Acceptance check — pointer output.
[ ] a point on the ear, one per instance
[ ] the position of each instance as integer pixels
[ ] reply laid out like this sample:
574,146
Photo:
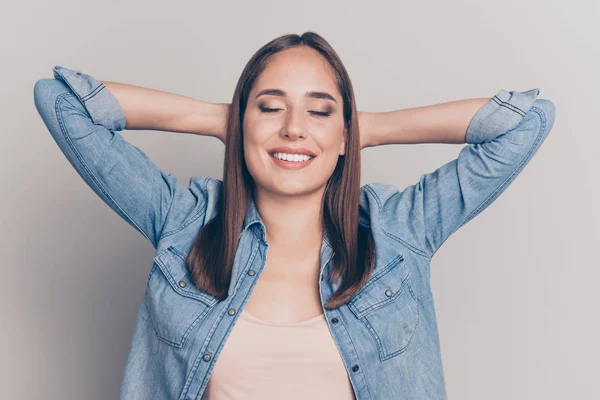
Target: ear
344,141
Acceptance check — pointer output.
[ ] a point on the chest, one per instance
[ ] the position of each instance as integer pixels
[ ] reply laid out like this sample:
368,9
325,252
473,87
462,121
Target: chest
287,289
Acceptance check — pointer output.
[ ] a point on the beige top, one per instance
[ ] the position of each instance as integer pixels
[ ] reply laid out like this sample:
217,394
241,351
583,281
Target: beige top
266,360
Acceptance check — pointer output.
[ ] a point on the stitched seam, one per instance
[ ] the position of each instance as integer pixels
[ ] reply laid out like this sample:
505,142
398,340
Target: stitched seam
191,219
508,105
63,128
392,236
93,92
517,169
511,177
355,352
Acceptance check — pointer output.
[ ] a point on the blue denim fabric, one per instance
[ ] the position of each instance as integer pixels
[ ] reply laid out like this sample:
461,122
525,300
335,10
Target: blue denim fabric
387,334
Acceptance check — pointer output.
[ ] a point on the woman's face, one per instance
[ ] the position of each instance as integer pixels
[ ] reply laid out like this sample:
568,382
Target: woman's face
301,109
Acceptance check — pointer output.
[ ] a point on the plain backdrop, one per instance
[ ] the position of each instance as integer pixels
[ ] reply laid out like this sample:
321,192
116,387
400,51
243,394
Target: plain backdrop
516,289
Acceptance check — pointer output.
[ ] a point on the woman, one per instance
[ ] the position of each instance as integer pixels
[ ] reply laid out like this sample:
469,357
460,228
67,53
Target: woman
343,307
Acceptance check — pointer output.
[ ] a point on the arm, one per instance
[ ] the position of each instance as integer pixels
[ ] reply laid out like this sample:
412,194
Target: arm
84,118
438,123
152,109
502,136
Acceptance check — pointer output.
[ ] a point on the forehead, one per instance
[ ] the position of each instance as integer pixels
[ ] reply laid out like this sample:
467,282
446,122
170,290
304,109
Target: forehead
296,71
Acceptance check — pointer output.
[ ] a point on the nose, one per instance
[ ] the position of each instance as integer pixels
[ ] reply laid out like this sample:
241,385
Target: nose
295,125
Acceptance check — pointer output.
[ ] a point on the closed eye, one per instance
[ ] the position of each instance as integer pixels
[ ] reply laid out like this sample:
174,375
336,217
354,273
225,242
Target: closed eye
319,113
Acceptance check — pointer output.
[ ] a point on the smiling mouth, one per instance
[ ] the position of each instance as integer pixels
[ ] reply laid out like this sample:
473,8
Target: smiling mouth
291,157
295,161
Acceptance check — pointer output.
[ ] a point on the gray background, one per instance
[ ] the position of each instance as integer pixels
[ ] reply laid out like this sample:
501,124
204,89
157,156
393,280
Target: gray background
516,289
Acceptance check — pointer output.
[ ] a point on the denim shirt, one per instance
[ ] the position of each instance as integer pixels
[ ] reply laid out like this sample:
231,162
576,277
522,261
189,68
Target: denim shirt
387,334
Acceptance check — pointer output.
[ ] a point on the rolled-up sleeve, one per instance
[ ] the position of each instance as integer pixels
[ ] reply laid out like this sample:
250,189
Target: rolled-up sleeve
502,137
84,118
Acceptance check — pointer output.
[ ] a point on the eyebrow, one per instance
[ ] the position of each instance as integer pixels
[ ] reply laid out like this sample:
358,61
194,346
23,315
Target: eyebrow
281,93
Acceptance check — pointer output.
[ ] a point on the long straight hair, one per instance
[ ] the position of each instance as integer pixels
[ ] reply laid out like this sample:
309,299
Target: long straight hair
212,255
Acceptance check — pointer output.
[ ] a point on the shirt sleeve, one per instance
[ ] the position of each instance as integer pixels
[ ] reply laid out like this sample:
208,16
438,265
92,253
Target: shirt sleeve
84,118
502,137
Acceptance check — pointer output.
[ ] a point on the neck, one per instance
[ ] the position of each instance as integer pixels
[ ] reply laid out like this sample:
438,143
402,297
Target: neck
291,221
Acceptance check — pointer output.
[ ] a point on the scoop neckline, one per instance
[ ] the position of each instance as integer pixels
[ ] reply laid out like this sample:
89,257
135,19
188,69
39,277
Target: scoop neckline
309,321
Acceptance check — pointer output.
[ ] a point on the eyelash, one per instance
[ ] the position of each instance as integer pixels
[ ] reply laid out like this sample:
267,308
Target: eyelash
269,110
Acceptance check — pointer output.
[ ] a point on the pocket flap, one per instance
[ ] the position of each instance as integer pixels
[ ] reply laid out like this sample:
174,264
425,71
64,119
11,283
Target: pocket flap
381,289
172,263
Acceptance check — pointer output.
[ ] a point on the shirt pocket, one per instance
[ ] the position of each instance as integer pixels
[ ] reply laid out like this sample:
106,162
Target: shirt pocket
175,306
388,308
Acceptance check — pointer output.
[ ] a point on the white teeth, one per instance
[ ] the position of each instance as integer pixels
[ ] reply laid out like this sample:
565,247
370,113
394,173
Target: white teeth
292,157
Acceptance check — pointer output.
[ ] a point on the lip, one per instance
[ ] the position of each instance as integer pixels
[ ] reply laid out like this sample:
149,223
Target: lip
293,165
292,150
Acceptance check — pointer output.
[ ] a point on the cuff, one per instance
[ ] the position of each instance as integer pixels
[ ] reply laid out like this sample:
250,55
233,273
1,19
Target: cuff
501,114
101,104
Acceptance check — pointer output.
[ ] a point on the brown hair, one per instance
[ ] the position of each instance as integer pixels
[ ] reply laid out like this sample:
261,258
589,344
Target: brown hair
212,255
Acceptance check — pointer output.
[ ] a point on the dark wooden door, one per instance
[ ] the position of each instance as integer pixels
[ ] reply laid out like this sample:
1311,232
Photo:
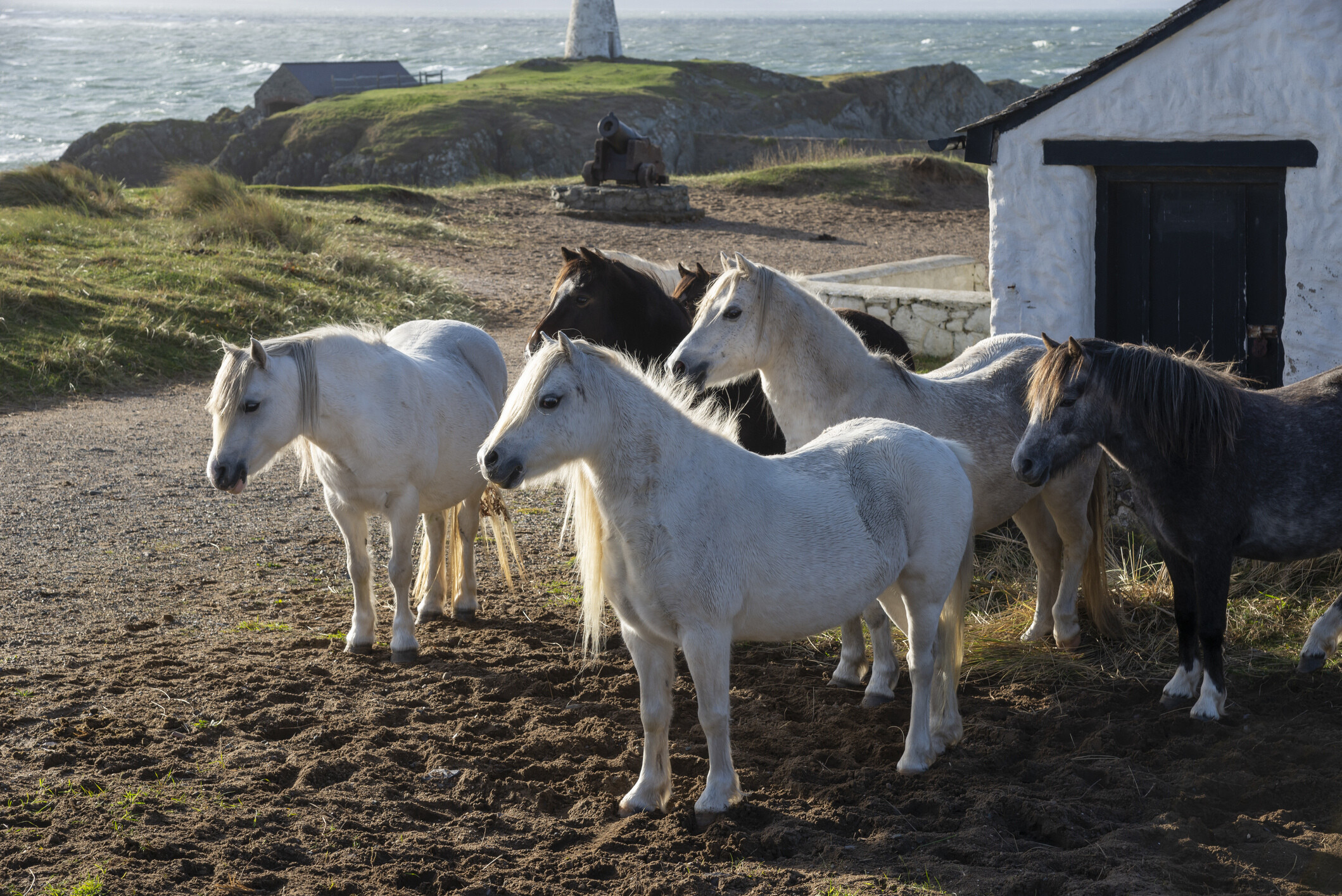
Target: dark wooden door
1193,259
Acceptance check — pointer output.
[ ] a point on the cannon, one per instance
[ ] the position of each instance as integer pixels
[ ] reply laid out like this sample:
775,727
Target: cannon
624,156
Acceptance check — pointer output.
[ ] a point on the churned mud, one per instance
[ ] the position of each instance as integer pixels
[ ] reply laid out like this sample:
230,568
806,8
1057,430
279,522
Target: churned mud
176,717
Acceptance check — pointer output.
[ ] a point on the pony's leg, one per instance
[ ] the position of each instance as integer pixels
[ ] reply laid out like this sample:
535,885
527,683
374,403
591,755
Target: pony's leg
465,603
1067,507
403,514
885,666
1213,584
707,652
353,527
923,610
433,562
946,724
852,656
1047,550
1324,639
655,664
1184,685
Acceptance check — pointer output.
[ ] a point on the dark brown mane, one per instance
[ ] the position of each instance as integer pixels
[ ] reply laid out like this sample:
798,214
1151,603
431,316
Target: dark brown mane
571,268
1187,403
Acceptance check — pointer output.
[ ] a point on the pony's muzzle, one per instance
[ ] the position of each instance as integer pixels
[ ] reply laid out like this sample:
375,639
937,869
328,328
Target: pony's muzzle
231,478
506,474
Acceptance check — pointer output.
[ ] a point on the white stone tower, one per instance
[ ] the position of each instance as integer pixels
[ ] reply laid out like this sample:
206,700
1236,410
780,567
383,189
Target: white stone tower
593,31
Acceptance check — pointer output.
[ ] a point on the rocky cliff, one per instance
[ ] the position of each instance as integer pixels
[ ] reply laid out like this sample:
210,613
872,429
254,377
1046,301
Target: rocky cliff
538,118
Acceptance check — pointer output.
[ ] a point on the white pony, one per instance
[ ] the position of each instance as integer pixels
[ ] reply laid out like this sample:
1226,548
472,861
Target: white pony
816,373
389,423
695,542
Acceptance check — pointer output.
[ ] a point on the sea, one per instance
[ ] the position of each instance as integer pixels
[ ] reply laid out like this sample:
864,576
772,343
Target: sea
66,73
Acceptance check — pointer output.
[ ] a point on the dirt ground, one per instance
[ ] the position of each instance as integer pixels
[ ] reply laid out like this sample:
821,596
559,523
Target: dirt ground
176,716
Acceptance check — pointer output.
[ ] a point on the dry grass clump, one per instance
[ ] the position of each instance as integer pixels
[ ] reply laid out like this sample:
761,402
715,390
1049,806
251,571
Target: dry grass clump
199,188
1269,617
421,289
62,186
224,210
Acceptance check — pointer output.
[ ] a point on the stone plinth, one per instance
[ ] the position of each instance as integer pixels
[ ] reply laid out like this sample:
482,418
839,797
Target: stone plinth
659,205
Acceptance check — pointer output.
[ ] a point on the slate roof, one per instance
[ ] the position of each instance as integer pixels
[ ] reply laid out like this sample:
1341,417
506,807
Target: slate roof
317,75
980,133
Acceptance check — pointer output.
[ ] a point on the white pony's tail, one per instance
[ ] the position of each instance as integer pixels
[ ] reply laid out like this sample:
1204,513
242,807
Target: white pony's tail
505,537
963,454
452,560
951,644
583,518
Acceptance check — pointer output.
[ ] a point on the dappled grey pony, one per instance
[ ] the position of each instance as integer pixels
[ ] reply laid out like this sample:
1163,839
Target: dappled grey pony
1219,471
816,373
389,424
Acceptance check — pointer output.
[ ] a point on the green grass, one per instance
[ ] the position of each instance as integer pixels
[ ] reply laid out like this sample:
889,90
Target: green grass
97,303
61,186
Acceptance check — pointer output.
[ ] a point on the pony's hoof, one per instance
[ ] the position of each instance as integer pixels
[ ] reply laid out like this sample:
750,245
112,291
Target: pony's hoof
706,819
1312,663
843,683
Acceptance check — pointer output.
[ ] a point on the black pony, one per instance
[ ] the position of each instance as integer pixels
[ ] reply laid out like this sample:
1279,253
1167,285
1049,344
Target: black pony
1219,471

:::

• **The problem**:
Every line from the start of the listing above through the line with "[ ] a point on the woman's" should be repeated exactly; skip the pictures and add nothing else.

• **Response area**:
Acceptance check — pointer output.
[ ] a point on the ear, one per instance
[ ] the position of each instance as integer pixels
[ ] reply laid out like this sample:
574,146
Photo:
Target: ear
344,141
Acceptance check — pointer output.
[ ] a point on the chest, one per instance
[ ] the position of each instance as integer pixels
[ ] reply laid out like this sample:
368,9
325,252
473,87
462,121
Target: chest
287,289
Acceptance check — pointer output.
[ ] a point on the beige top, one per instance
[ ] the position of each instance as integer pixels
[ ] reply laid out like this sample:
217,394
241,351
583,281
Target: beige top
266,360
Acceptance check — pointer output.
[ ] a point on the stitched seam, one per instance
[ ] the position of each instance as integer pixels
[ ] reply laid out like this sample:
505,142
398,340
Target: stitched seam
191,219
508,105
63,128
392,236
93,92
517,169
511,177
355,352
Acceptance check — pointer output.
[ ] a point on the blue denim fabric, one per instance
[ ] the position of each instance as integer pixels
[ ] reply laid out like this sample:
461,122
525,300
335,10
Target: blue denim fabric
387,334
Acceptance check — pointer output.
[ ] a point on the woman's face, one per instance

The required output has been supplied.